• **EXCERPTED PASSAGE**:
-- BEGIN --
Metadata-Version: 2.4
Name: climate-zarr
Version: 0.1.0
Summary: Interactive CLI toolkit for processing climate data with NetCDF to Zarr conversion and county-level analysis
Author-email: Chris Mihiar <chris.mihiar.fs@gmail.com>
License: MIT
Project-URL: Homepage, https://github.com/mihiarc/climate-zarr
Project-URL: Bug Tracker, https://github.com/mihiarc/climate-zarr/issues
Project-URL: Documentation, https://github.com/mihiarc/climate-zarr#readme
Keywords: climate,zarr,netcdf,data-processing,geospatial,science,county
Classifier: Development Status :: 4 - Beta
Classifier: Environment :: Console
Classifier: Intended Audience :: Science/Research
Classifier: License :: OSI Approved :: MIT License
Classifier: Operating System :: OS Independent
Classifier: Programming Language :: Python :: 3
Classifier: Programming Language :: Python :: 3.10
Classifier: Programming Language :: Python :: 3.11
Classifier: Programming Language :: Python :: 3.12
Classifier: Topic :: Scientific/Engineering :: Atmospheric Science
Classifier: Topic :: Scientific/Engineering :: GIS
Classifier: Topic :: Scientific/Engineering :: Information Analysis
Classifier: Topic :: Software Development :: Libraries :: Python Modules
Classifier: Typing :: Typed
Requires-Python: >=3.10
Description-Content-Type: text/markdown
License-File: LICENSE
Requires-Dist: xarray>=2024.1.0
Requires-Dist: zarr>=2.16.0
Requires-Dist: netcdf4>=1.6.0
Requires-Dist: rich>=13.0.0
Requires-Dist: typer>=0.12.0
Requires-Dist: pydantic>=2.0.0
Requires-Dist: numpy>=1.24.0
Requires-Dist: dask[distributed]>=2024.1.0
Requires-Dist: pandas>=2.0.0
Requires-Dist: geopandas>=0.14.0
Requires-Dist: rioxarray>=0.15.0
Requires-Dist: shapely>=2.0.0
Requires-Dist: pyogrio>=0.9.0
Requires-Dist: virtualizarr>=1.0.0
Requires-Dist: h5py>=3.8.0
Requires-Dist: kerchunk>=0.2.5
Requires-Dist: fsspec>=2024.1.0
Requires-Dist: s3fs>=2024.1.0
Requires-Dist: intake>=0.7.0
Requires-Dist: xarray-datatree>=0.0.13
Requires-Dist: cf-xarray>=0.8.0
Requires-Dist: cftime>=1.6.0
Requires-Dist: bottleneck>=1.3.0
Requires-Dist: numcodecs>=0.12.0
Requires-Dist: questionary>=2.1.0
Provides-Extra: test
Requires-Dist: pytest>=7.4.0; extra == "test"
-- END --
• **Stored records**:
-- BEGIN --
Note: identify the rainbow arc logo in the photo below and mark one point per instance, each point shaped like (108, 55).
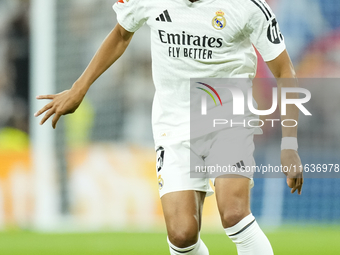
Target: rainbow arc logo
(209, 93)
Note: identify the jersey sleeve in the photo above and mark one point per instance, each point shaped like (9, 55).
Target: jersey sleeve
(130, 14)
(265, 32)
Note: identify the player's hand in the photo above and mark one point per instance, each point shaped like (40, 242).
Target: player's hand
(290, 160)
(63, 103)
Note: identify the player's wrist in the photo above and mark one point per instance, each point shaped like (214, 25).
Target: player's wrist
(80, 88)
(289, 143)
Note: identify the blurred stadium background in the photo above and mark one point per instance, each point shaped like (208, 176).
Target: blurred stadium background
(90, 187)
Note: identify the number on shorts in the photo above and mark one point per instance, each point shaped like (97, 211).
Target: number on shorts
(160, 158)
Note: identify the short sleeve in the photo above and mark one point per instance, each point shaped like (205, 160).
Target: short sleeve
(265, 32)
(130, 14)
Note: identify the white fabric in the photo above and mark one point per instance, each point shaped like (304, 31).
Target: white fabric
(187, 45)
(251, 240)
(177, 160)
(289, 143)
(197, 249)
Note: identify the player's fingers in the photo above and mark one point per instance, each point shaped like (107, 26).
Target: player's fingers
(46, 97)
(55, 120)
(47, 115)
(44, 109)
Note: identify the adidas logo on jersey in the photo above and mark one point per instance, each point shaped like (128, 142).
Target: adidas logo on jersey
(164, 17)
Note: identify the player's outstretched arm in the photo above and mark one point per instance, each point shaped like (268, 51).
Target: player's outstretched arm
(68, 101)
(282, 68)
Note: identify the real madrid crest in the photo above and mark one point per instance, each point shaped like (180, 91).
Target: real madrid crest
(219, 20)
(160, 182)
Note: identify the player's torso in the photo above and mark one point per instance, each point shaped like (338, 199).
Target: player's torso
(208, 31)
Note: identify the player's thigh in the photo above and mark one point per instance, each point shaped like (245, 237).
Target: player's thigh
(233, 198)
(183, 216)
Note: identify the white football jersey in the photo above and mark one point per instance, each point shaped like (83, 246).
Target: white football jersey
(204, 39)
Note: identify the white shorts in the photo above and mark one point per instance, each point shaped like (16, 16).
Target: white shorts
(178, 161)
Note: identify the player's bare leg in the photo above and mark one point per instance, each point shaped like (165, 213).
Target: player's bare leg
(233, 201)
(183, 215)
-- END --
-- BEGIN --
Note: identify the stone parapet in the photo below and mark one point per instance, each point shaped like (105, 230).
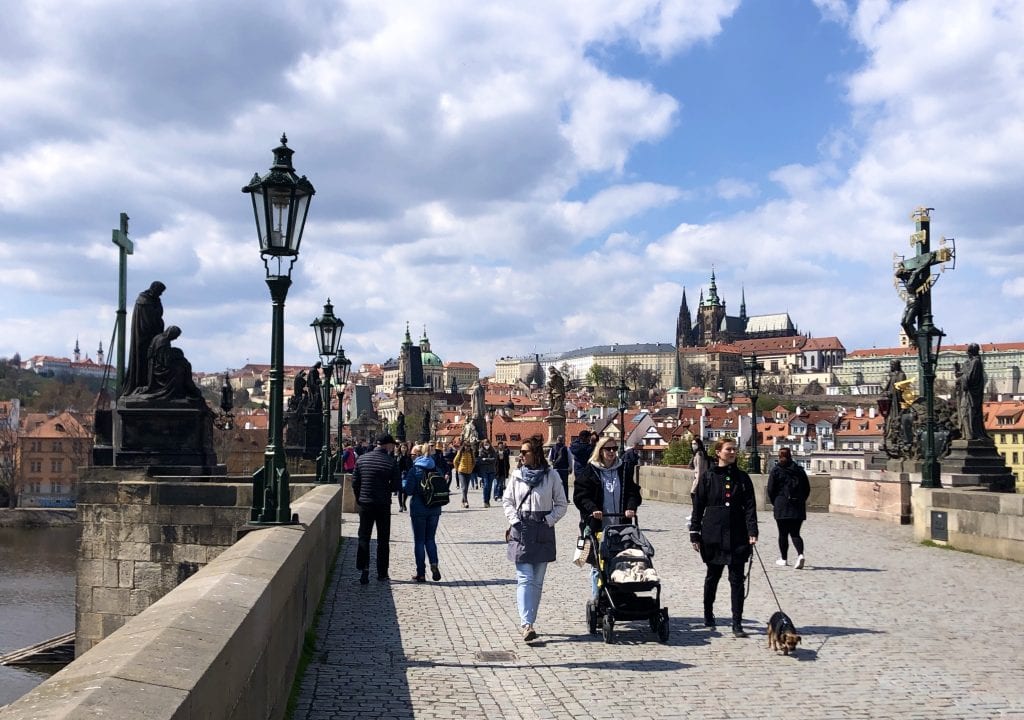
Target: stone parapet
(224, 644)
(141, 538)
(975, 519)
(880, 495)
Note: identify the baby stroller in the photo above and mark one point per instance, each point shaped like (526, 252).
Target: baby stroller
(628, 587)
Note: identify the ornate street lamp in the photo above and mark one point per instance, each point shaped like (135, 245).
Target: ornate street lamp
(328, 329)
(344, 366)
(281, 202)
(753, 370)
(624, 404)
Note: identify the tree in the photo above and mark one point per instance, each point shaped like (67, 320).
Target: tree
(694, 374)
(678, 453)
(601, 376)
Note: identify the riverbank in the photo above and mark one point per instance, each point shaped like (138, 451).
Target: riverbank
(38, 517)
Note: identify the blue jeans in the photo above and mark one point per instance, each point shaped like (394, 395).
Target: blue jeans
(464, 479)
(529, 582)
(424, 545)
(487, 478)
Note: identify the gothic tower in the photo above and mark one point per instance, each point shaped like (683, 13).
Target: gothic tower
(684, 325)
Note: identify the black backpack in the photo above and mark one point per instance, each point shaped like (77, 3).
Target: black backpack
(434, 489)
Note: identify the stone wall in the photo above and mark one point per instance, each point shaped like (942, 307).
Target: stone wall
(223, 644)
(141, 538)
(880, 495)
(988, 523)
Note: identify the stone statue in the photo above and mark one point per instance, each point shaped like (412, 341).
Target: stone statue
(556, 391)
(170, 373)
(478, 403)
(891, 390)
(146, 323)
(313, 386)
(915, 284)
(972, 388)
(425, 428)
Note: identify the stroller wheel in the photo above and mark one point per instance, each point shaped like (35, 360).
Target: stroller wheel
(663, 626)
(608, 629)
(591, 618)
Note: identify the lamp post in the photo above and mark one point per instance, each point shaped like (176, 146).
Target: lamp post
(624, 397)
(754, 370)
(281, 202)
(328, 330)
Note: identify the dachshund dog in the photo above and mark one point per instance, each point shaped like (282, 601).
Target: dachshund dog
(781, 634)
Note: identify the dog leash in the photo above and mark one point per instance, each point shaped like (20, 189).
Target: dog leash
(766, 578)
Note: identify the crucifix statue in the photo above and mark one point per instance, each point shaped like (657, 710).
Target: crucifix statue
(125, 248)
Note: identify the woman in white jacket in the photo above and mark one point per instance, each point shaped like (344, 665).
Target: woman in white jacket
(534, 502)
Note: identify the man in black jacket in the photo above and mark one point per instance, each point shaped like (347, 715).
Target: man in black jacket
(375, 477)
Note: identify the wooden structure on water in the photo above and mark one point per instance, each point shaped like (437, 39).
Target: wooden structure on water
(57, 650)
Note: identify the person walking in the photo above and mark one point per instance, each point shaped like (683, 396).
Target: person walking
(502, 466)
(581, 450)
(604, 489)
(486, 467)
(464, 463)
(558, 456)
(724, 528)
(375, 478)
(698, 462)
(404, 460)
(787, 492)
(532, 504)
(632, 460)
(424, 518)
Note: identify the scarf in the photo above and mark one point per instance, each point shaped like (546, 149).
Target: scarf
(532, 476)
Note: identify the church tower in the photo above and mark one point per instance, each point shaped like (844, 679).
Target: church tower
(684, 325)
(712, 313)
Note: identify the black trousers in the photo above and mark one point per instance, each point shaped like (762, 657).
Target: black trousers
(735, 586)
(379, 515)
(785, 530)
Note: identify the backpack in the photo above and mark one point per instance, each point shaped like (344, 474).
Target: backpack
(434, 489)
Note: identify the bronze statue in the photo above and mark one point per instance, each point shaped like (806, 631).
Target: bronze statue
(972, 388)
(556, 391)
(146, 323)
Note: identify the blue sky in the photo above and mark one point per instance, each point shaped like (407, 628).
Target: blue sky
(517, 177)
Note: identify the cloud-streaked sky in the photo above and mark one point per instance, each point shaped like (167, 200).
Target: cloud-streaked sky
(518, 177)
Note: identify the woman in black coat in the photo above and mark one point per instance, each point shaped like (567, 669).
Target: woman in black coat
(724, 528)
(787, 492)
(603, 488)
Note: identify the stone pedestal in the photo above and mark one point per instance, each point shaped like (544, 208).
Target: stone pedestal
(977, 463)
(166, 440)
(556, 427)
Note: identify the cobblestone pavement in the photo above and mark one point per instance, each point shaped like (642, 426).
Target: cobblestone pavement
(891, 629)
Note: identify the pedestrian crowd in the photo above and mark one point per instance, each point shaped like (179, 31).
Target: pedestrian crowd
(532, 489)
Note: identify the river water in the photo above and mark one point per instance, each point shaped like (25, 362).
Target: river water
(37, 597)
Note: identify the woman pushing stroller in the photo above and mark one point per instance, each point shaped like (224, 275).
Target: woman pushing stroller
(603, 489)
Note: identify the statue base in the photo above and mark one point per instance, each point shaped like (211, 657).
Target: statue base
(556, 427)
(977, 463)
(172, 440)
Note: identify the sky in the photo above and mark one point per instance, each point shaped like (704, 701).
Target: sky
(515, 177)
-- END --
-- BEGIN --
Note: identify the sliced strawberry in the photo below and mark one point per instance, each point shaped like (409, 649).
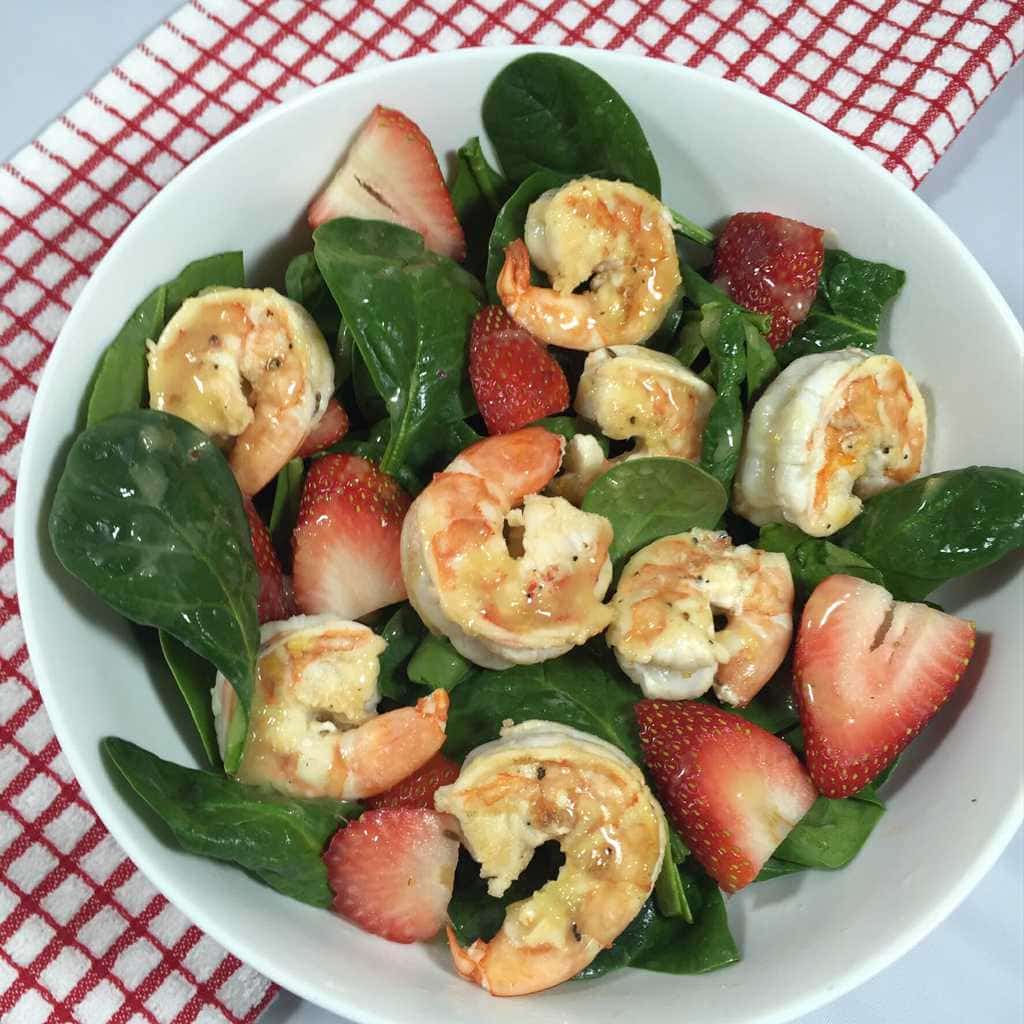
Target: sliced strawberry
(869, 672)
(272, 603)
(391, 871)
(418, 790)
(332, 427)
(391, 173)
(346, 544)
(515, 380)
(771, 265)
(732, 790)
-- END --
• **REQUIRED WORK**: According to the package metadata, what is the minimum Python version required? Answer using only the package metadata.

• **TASK SOLUTION**: Python 3.10 or later.